Written tasks >>
1/ Using the marketing site case study, decide whether each of the following statements agrees with it: (a) The project aimed to have every visitor contact sales. (b) Success was measured by the number of leads that met the marketing team's criteria. (c) Contentful was already in use elsewhere before it was brought into the website. Answer yes or no for each, quoting the deciding words.
2/ Write the next part of the marketing site case study, starting right after its last sentence.

Extracted text >>
-- BEGIN --
Typically, metrics for a marketing site are around traffic volume and conversion rate. For this project though, we wanted to improve the quality of the conversion. Rather than wanting every visitor to contact sales and clutter the pipeline, we wanted more qualified leads to contact sales. We measured this based on number of leads that met the marketing team’s criteria. I was also looking for qualitative user feedback and no increase in usability issues based on Fullstory analytics.

Three versions of the Button website homepage

What Came After

As with any product, there were plenty improvements that we designated out of scope for the project, but wanted to address in a future iteration. The ones we later took on included:

  • Integrating Contentful CMS. We were already using Contentful elsewhere to empower the marketing team to own content, and we wanted to enable this functionality in parts of the website as well.
-- END --
Records >>
-- BEGIN --
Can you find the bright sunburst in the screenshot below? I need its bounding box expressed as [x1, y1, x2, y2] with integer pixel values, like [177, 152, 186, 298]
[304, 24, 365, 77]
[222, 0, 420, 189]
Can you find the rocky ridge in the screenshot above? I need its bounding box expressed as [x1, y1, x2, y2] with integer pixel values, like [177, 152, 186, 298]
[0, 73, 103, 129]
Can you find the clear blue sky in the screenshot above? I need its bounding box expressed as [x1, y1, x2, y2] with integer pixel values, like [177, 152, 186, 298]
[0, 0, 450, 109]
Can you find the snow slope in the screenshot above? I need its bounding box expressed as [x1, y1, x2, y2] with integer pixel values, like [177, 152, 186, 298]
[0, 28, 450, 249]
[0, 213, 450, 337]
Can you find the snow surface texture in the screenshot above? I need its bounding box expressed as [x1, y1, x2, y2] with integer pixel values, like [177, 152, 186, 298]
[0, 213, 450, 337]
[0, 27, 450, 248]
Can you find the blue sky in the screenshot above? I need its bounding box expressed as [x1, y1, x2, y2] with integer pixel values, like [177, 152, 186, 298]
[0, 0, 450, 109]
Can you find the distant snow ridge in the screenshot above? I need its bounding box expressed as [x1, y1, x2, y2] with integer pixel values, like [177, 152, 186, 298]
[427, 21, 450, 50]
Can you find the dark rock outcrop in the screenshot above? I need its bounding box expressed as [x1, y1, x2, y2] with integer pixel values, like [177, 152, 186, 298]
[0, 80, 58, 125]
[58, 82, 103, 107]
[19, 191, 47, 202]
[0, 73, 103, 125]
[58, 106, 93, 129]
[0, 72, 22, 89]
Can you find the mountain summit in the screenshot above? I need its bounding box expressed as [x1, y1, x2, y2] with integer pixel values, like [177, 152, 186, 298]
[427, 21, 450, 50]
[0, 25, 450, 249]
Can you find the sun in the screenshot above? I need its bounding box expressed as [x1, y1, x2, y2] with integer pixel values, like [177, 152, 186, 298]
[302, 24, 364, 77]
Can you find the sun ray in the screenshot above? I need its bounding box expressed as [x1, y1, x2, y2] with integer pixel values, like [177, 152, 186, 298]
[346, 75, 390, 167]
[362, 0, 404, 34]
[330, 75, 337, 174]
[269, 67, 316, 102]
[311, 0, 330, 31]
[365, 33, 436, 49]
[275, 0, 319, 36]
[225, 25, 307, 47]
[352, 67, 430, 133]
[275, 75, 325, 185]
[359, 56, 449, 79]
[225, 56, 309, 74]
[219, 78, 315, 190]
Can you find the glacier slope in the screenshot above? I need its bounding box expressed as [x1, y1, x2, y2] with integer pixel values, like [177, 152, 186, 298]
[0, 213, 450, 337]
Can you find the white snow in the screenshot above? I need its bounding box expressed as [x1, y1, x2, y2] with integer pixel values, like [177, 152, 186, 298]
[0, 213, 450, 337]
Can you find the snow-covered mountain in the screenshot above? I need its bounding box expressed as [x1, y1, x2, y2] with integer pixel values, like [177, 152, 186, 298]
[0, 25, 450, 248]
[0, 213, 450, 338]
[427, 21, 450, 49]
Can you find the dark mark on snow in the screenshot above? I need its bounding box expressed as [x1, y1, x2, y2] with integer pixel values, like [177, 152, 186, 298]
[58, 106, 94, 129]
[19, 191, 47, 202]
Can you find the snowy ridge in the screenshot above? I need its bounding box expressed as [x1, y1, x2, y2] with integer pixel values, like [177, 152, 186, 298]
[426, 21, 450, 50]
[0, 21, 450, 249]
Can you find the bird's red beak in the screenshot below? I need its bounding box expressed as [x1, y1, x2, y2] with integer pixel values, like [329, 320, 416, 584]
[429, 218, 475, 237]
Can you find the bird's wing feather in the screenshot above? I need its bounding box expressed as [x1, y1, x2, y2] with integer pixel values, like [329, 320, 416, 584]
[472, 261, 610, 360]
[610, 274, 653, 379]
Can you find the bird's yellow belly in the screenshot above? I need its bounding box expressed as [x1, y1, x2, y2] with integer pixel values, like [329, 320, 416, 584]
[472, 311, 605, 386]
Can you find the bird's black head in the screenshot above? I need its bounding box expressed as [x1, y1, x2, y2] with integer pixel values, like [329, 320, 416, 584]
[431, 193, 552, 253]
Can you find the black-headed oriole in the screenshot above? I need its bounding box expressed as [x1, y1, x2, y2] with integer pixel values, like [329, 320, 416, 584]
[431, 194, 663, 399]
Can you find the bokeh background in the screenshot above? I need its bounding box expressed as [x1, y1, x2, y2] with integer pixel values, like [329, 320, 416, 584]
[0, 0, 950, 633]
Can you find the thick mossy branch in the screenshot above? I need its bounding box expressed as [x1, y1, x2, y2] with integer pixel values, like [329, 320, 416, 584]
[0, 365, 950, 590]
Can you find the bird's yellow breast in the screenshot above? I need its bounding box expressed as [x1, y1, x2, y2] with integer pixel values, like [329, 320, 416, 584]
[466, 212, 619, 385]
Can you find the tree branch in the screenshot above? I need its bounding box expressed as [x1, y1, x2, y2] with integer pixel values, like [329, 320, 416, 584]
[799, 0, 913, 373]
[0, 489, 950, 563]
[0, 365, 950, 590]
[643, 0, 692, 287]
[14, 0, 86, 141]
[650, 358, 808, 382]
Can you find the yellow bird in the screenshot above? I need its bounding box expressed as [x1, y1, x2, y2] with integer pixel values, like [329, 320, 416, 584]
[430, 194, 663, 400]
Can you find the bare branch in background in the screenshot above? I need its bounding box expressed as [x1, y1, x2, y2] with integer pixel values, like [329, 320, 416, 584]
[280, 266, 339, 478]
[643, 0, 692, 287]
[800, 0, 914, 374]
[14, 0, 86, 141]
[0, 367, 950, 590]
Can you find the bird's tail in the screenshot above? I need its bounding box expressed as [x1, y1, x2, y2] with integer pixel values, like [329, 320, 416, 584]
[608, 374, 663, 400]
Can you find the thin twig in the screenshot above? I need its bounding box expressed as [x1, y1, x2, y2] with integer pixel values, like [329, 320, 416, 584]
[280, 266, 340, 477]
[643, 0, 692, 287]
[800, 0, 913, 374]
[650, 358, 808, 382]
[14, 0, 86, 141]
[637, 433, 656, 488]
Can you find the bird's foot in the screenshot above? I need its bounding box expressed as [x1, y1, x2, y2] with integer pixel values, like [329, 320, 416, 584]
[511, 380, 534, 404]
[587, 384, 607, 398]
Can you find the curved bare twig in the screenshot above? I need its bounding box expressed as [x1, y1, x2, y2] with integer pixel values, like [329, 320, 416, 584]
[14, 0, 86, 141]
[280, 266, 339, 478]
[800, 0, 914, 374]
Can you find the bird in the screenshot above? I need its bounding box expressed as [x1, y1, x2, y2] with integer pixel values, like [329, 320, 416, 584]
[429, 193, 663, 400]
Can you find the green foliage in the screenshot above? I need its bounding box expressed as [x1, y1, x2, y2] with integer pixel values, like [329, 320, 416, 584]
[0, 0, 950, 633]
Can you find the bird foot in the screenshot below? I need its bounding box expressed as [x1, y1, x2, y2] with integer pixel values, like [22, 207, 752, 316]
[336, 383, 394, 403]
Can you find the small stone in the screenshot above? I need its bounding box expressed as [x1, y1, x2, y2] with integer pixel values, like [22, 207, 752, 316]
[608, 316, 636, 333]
-- END --
Answers to the exercises >>
1/
(a) No: "Rather than wanting every visitor to contact sales and clutter the pipeline, we wanted more qualified leads to contact sales."
(b) Yes: "We measured this based on number of leads that met the marketing team’s criteria."
(c) Yes: "We were already using Contentful elsewhere to empower the marketing team to own content"

2/
  • Comprehensively auditing for accessibility. Although I design with accessibility in mind, we didn’t track what we tested for accessibility and what we did not during the project. After content updates, the engineer and I systematically audited and updated the site for WCAG compliance.
  • Defining illustration guidelines for scale. Three illustrators worked on the website images, including myself, and although we aligned stylistically, we didn’t have guidelines for creating future visual content. I also wanted to clean up the graphics and share with the team so they could be used in other applications.